> [Task to complete]:
Set down the entries below exactly, leaving out all images.
——
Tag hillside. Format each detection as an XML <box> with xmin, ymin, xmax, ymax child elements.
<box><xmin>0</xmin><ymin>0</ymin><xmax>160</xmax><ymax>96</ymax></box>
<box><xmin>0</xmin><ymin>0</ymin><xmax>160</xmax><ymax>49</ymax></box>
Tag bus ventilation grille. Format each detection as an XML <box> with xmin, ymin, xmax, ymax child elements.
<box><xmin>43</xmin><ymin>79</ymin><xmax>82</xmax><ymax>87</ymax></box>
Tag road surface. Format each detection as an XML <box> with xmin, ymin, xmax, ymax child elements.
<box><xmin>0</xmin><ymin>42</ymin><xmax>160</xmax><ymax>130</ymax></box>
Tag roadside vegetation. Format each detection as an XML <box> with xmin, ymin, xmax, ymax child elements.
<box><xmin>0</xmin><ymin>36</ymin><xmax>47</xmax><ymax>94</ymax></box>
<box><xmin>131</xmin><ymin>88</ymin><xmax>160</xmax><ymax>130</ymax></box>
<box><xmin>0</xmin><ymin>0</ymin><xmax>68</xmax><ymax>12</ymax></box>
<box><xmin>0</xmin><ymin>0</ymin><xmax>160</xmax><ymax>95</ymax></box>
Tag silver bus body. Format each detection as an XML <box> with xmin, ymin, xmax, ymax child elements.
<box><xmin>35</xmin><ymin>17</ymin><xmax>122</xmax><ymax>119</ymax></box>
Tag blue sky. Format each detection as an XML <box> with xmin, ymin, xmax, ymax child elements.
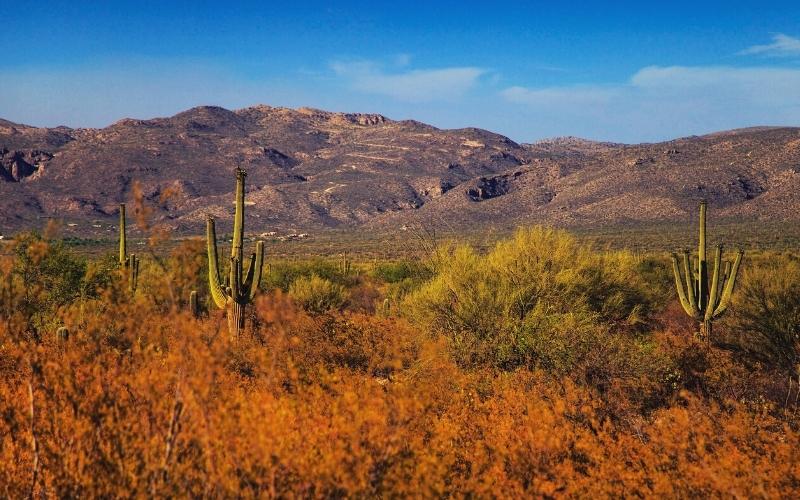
<box><xmin>1</xmin><ymin>1</ymin><xmax>799</xmax><ymax>142</ymax></box>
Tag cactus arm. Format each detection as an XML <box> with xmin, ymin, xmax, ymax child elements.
<box><xmin>682</xmin><ymin>251</ymin><xmax>700</xmax><ymax>317</ymax></box>
<box><xmin>131</xmin><ymin>255</ymin><xmax>139</xmax><ymax>292</ymax></box>
<box><xmin>712</xmin><ymin>249</ymin><xmax>744</xmax><ymax>318</ymax></box>
<box><xmin>704</xmin><ymin>245</ymin><xmax>723</xmax><ymax>322</ymax></box>
<box><xmin>230</xmin><ymin>256</ymin><xmax>240</xmax><ymax>301</ymax></box>
<box><xmin>248</xmin><ymin>241</ymin><xmax>264</xmax><ymax>300</ymax></box>
<box><xmin>231</xmin><ymin>168</ymin><xmax>246</xmax><ymax>262</ymax></box>
<box><xmin>672</xmin><ymin>254</ymin><xmax>698</xmax><ymax>318</ymax></box>
<box><xmin>206</xmin><ymin>217</ymin><xmax>228</xmax><ymax>309</ymax></box>
<box><xmin>242</xmin><ymin>252</ymin><xmax>256</xmax><ymax>292</ymax></box>
<box><xmin>119</xmin><ymin>203</ymin><xmax>127</xmax><ymax>265</ymax></box>
<box><xmin>189</xmin><ymin>290</ymin><xmax>199</xmax><ymax>318</ymax></box>
<box><xmin>56</xmin><ymin>327</ymin><xmax>69</xmax><ymax>342</ymax></box>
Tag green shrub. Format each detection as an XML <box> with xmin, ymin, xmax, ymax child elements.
<box><xmin>403</xmin><ymin>226</ymin><xmax>660</xmax><ymax>371</ymax></box>
<box><xmin>289</xmin><ymin>275</ymin><xmax>348</xmax><ymax>314</ymax></box>
<box><xmin>727</xmin><ymin>256</ymin><xmax>800</xmax><ymax>370</ymax></box>
<box><xmin>371</xmin><ymin>260</ymin><xmax>430</xmax><ymax>284</ymax></box>
<box><xmin>385</xmin><ymin>277</ymin><xmax>421</xmax><ymax>307</ymax></box>
<box><xmin>264</xmin><ymin>259</ymin><xmax>353</xmax><ymax>292</ymax></box>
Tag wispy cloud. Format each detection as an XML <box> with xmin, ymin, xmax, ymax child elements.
<box><xmin>502</xmin><ymin>86</ymin><xmax>618</xmax><ymax>107</ymax></box>
<box><xmin>330</xmin><ymin>59</ymin><xmax>487</xmax><ymax>102</ymax></box>
<box><xmin>501</xmin><ymin>65</ymin><xmax>800</xmax><ymax>141</ymax></box>
<box><xmin>739</xmin><ymin>33</ymin><xmax>800</xmax><ymax>57</ymax></box>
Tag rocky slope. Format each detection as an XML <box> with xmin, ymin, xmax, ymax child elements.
<box><xmin>1</xmin><ymin>106</ymin><xmax>799</xmax><ymax>237</ymax></box>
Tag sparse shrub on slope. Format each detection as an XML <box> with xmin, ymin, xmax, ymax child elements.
<box><xmin>403</xmin><ymin>227</ymin><xmax>664</xmax><ymax>372</ymax></box>
<box><xmin>289</xmin><ymin>274</ymin><xmax>348</xmax><ymax>314</ymax></box>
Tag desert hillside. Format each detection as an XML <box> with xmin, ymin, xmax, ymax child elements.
<box><xmin>1</xmin><ymin>106</ymin><xmax>799</xmax><ymax>236</ymax></box>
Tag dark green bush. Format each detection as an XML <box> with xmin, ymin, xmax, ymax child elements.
<box><xmin>371</xmin><ymin>260</ymin><xmax>430</xmax><ymax>284</ymax></box>
<box><xmin>264</xmin><ymin>259</ymin><xmax>354</xmax><ymax>292</ymax></box>
<box><xmin>726</xmin><ymin>255</ymin><xmax>800</xmax><ymax>370</ymax></box>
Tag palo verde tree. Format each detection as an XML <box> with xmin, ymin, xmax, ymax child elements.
<box><xmin>206</xmin><ymin>167</ymin><xmax>264</xmax><ymax>337</ymax></box>
<box><xmin>118</xmin><ymin>203</ymin><xmax>139</xmax><ymax>293</ymax></box>
<box><xmin>671</xmin><ymin>201</ymin><xmax>744</xmax><ymax>342</ymax></box>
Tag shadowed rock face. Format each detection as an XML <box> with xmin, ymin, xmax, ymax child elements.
<box><xmin>1</xmin><ymin>150</ymin><xmax>33</xmax><ymax>181</ymax></box>
<box><xmin>1</xmin><ymin>105</ymin><xmax>799</xmax><ymax>236</ymax></box>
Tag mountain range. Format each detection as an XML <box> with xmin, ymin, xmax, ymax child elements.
——
> [Solved exercise]:
Tag hillside. Format each detection as an XML <box> with xmin, ymin, xmax, ymax child elements.
<box><xmin>0</xmin><ymin>0</ymin><xmax>160</xmax><ymax>96</ymax></box>
<box><xmin>0</xmin><ymin>0</ymin><xmax>160</xmax><ymax>49</ymax></box>
Tag bus ventilation grille. Format each detection as an XML <box> with xmin, ymin, xmax, ymax child elements.
<box><xmin>43</xmin><ymin>79</ymin><xmax>82</xmax><ymax>87</ymax></box>
Tag road surface. Format each detection as an XML <box> with xmin, ymin, xmax, ymax child elements.
<box><xmin>0</xmin><ymin>42</ymin><xmax>160</xmax><ymax>130</ymax></box>
Tag roadside vegetation. Format each detection as an XML <box> with xmin, ymin, xmax, ymax child elements.
<box><xmin>0</xmin><ymin>36</ymin><xmax>47</xmax><ymax>94</ymax></box>
<box><xmin>131</xmin><ymin>88</ymin><xmax>160</xmax><ymax>130</ymax></box>
<box><xmin>0</xmin><ymin>0</ymin><xmax>68</xmax><ymax>12</ymax></box>
<box><xmin>0</xmin><ymin>0</ymin><xmax>160</xmax><ymax>95</ymax></box>
Tag silver bus body. Format each detection as an XML <box> with xmin, ymin, xmax, ymax child elements.
<box><xmin>35</xmin><ymin>17</ymin><xmax>122</xmax><ymax>119</ymax></box>
Tag blue sky. Format each detection as an XML <box> with xmin, ymin, xmax, ymax child elements.
<box><xmin>1</xmin><ymin>1</ymin><xmax>799</xmax><ymax>142</ymax></box>
Tag cactus arm. Format each detection as an XML <box> with xmin, ymin, xmax, ymax child elements.
<box><xmin>682</xmin><ymin>251</ymin><xmax>700</xmax><ymax>317</ymax></box>
<box><xmin>131</xmin><ymin>255</ymin><xmax>139</xmax><ymax>292</ymax></box>
<box><xmin>712</xmin><ymin>249</ymin><xmax>744</xmax><ymax>318</ymax></box>
<box><xmin>704</xmin><ymin>245</ymin><xmax>723</xmax><ymax>322</ymax></box>
<box><xmin>230</xmin><ymin>256</ymin><xmax>240</xmax><ymax>301</ymax></box>
<box><xmin>248</xmin><ymin>241</ymin><xmax>264</xmax><ymax>300</ymax></box>
<box><xmin>231</xmin><ymin>168</ymin><xmax>246</xmax><ymax>262</ymax></box>
<box><xmin>672</xmin><ymin>254</ymin><xmax>698</xmax><ymax>318</ymax></box>
<box><xmin>206</xmin><ymin>217</ymin><xmax>228</xmax><ymax>309</ymax></box>
<box><xmin>242</xmin><ymin>252</ymin><xmax>256</xmax><ymax>292</ymax></box>
<box><xmin>119</xmin><ymin>203</ymin><xmax>127</xmax><ymax>265</ymax></box>
<box><xmin>189</xmin><ymin>290</ymin><xmax>199</xmax><ymax>318</ymax></box>
<box><xmin>56</xmin><ymin>327</ymin><xmax>69</xmax><ymax>342</ymax></box>
Tag green shrub. Format each detection as an XML <box> with xmin, ymin, xmax, ymax child elements.
<box><xmin>403</xmin><ymin>226</ymin><xmax>660</xmax><ymax>371</ymax></box>
<box><xmin>289</xmin><ymin>275</ymin><xmax>348</xmax><ymax>314</ymax></box>
<box><xmin>727</xmin><ymin>256</ymin><xmax>800</xmax><ymax>370</ymax></box>
<box><xmin>371</xmin><ymin>260</ymin><xmax>430</xmax><ymax>284</ymax></box>
<box><xmin>385</xmin><ymin>277</ymin><xmax>421</xmax><ymax>307</ymax></box>
<box><xmin>264</xmin><ymin>259</ymin><xmax>353</xmax><ymax>292</ymax></box>
Tag wispy cloud. Format each detection as an XML <box> with xmin, ymin, xmax, ymax child elements.
<box><xmin>502</xmin><ymin>86</ymin><xmax>618</xmax><ymax>107</ymax></box>
<box><xmin>330</xmin><ymin>59</ymin><xmax>487</xmax><ymax>102</ymax></box>
<box><xmin>501</xmin><ymin>65</ymin><xmax>800</xmax><ymax>141</ymax></box>
<box><xmin>739</xmin><ymin>33</ymin><xmax>800</xmax><ymax>57</ymax></box>
Tag rocky slope. Format each detection as an XML <box> with xmin, ymin, xmax, ymax child elements.
<box><xmin>1</xmin><ymin>106</ymin><xmax>799</xmax><ymax>237</ymax></box>
Tag sparse shrub on slope. Format each detection as an XML <box> with xmin, ymin, xmax, ymax child elements.
<box><xmin>403</xmin><ymin>227</ymin><xmax>664</xmax><ymax>372</ymax></box>
<box><xmin>289</xmin><ymin>274</ymin><xmax>348</xmax><ymax>314</ymax></box>
Tag desert hillside. Format each detection as an XML <box> with xmin, ymin, xmax, ymax child elements.
<box><xmin>1</xmin><ymin>106</ymin><xmax>799</xmax><ymax>236</ymax></box>
Tag dark green bush. Format each detection as an XML <box> with xmin, ymin, xmax, ymax child elements.
<box><xmin>371</xmin><ymin>260</ymin><xmax>430</xmax><ymax>284</ymax></box>
<box><xmin>264</xmin><ymin>259</ymin><xmax>354</xmax><ymax>292</ymax></box>
<box><xmin>726</xmin><ymin>255</ymin><xmax>800</xmax><ymax>370</ymax></box>
Tag palo verde tree. Format each detection as an XML <box> with xmin, ymin, xmax, ymax child elements.
<box><xmin>206</xmin><ymin>167</ymin><xmax>264</xmax><ymax>337</ymax></box>
<box><xmin>118</xmin><ymin>203</ymin><xmax>139</xmax><ymax>293</ymax></box>
<box><xmin>671</xmin><ymin>201</ymin><xmax>744</xmax><ymax>342</ymax></box>
Tag shadowed rock face. Format each detection as an XML <box> with xmin, ymin, xmax, ymax child elements.
<box><xmin>1</xmin><ymin>150</ymin><xmax>33</xmax><ymax>181</ymax></box>
<box><xmin>1</xmin><ymin>105</ymin><xmax>799</xmax><ymax>236</ymax></box>
Tag mountain range. Format each detection as an XML <box> with xmin, ymin, xmax, ymax child elements.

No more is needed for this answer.